__TASK REQUIREMENTS__
All of the entries must be output exactly as they are.
* * * *
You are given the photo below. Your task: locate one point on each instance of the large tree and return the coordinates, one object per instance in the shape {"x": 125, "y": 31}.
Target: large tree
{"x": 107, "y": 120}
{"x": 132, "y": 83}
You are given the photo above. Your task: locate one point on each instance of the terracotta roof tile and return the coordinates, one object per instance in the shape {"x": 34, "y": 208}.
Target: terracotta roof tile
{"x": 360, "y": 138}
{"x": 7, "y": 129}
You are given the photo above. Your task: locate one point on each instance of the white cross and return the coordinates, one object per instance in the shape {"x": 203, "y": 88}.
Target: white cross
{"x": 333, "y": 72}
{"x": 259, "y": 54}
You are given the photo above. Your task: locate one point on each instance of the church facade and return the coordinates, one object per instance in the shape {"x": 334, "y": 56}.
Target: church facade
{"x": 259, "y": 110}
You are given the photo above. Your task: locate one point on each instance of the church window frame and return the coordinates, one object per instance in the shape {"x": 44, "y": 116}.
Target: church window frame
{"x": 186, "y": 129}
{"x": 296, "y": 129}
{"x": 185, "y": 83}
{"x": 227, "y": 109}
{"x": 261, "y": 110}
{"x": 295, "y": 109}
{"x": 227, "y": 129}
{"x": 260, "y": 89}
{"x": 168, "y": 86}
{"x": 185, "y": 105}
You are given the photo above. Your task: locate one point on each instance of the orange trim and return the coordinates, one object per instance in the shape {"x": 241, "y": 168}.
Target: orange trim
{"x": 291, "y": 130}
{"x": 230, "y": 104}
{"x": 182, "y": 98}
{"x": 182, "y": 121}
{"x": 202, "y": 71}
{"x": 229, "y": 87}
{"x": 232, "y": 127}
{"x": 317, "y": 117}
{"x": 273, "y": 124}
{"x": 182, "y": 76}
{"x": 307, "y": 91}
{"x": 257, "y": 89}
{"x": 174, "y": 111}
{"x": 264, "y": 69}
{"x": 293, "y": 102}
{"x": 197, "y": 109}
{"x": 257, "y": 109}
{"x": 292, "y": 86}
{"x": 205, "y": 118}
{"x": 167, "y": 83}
* * * *
__WRITTEN SOLUTION__
You are given the photo below. Your task: locate one point on each instance of the large tree and return the coordinates, one object per instance in the shape {"x": 125, "y": 31}.
Target: large tree
{"x": 107, "y": 120}
{"x": 132, "y": 83}
You are given the photo above. Your task: locate one point on each instance of the terracotta roof tile and return the coordinates, one object per instance in the shape {"x": 34, "y": 208}.
Target: terracotta roof tile
{"x": 360, "y": 138}
{"x": 7, "y": 129}
You are given the photo above. Your task: locate one point on each instance of the white cross and return the coordinates, one object per instance in the shape {"x": 203, "y": 88}.
Target: white cross
{"x": 333, "y": 72}
{"x": 259, "y": 54}
You are given the photo above. Your task: locate one point on each instance of the church facade and return the coordinates, one object per instance in the shape {"x": 334, "y": 56}.
Target: church facade
{"x": 259, "y": 110}
You are given the photo above. Your task: locate one point on each instance of the church window frame and return the coordinates, one object per instance in the shape {"x": 44, "y": 116}.
Target: church window frame
{"x": 186, "y": 129}
{"x": 296, "y": 129}
{"x": 185, "y": 83}
{"x": 227, "y": 109}
{"x": 261, "y": 110}
{"x": 295, "y": 109}
{"x": 227, "y": 129}
{"x": 260, "y": 89}
{"x": 168, "y": 86}
{"x": 185, "y": 105}
You are given the photo above. Your task: locate one point on each instance of the orange trim and return the coordinates, one object per instance in the shape {"x": 241, "y": 168}.
Target: orange trim
{"x": 291, "y": 130}
{"x": 230, "y": 104}
{"x": 182, "y": 98}
{"x": 182, "y": 121}
{"x": 202, "y": 71}
{"x": 229, "y": 87}
{"x": 232, "y": 127}
{"x": 317, "y": 117}
{"x": 273, "y": 124}
{"x": 182, "y": 76}
{"x": 307, "y": 91}
{"x": 257, "y": 89}
{"x": 174, "y": 111}
{"x": 264, "y": 69}
{"x": 293, "y": 102}
{"x": 197, "y": 109}
{"x": 257, "y": 109}
{"x": 292, "y": 86}
{"x": 205, "y": 118}
{"x": 167, "y": 83}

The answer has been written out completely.